-- Start Reading passage --

I think TO has ruined casters (and players a lot of times) because people just assume that stuff should be a thing they should strive for. The game is about getting together with your friends and having a good time, and playing a TO wizard doesn't fit that at all because the only one having fun is the one player as everyone else (DM included) are just sitting there waiting to the wizard to rule the world... mine as well just write a book with your friends helping with "stuff the useless side kicks do while the main character does crap"

But yeah as to your question directly I'd say just ban tier 1-2 classes and enjoy, about the only thing you are missing at that point is a solid healer frame, and you could always give out heal sticks and the like regularly enough to cover that

Fouredged Sword
2014-04-23, 08:51 AM
Conjuration needs fixing. Remove all the direct damage and put it in evocation.

Then, I would say yes, but port in the pathfinder system of 2 slots/spell for forbidden schools to allow some variety in ability. It makes casting non-favored schools hurt, but you can still prep mage armor if you are an abjurer.

-- End Reading passage --

■ Job ■
Write out, word for word, the passage of the forum thread about spellcasters between "Then, I would" and "are an abjurer.", inclusive.

-- Start Data provided --

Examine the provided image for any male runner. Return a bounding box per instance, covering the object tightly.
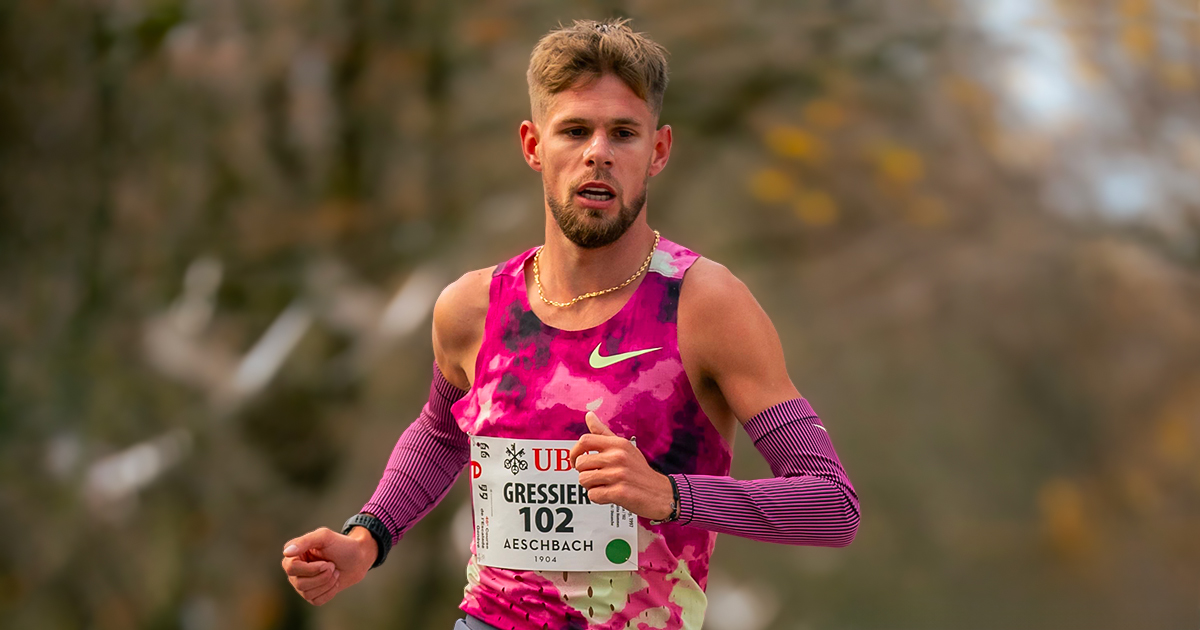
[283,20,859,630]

-- End Data provided --
-- Start Data provided --

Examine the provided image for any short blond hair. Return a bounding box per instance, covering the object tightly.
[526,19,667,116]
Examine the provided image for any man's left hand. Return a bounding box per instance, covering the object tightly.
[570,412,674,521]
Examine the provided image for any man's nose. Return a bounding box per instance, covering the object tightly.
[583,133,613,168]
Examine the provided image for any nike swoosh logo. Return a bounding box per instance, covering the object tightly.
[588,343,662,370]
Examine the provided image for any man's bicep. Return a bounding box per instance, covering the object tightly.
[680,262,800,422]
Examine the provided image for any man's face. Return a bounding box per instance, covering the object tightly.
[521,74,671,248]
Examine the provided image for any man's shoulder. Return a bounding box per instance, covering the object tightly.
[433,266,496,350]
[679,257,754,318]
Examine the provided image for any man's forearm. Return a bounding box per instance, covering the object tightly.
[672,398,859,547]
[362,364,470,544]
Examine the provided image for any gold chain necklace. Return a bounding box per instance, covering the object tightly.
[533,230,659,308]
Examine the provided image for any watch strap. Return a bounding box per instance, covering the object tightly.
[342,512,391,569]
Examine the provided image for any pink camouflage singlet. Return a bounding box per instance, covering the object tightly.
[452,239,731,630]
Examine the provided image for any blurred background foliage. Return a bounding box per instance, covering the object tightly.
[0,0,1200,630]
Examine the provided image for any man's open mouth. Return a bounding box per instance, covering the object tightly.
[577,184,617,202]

-- End Data provided --

■ Result ■
Then, I would say yes, but port in the pathfinder system of 2 slots/spell for forbidden schools to allow some variety in ability. It makes casting non-favored schools hurt, but you can still prep mage armor if you are an abjurer.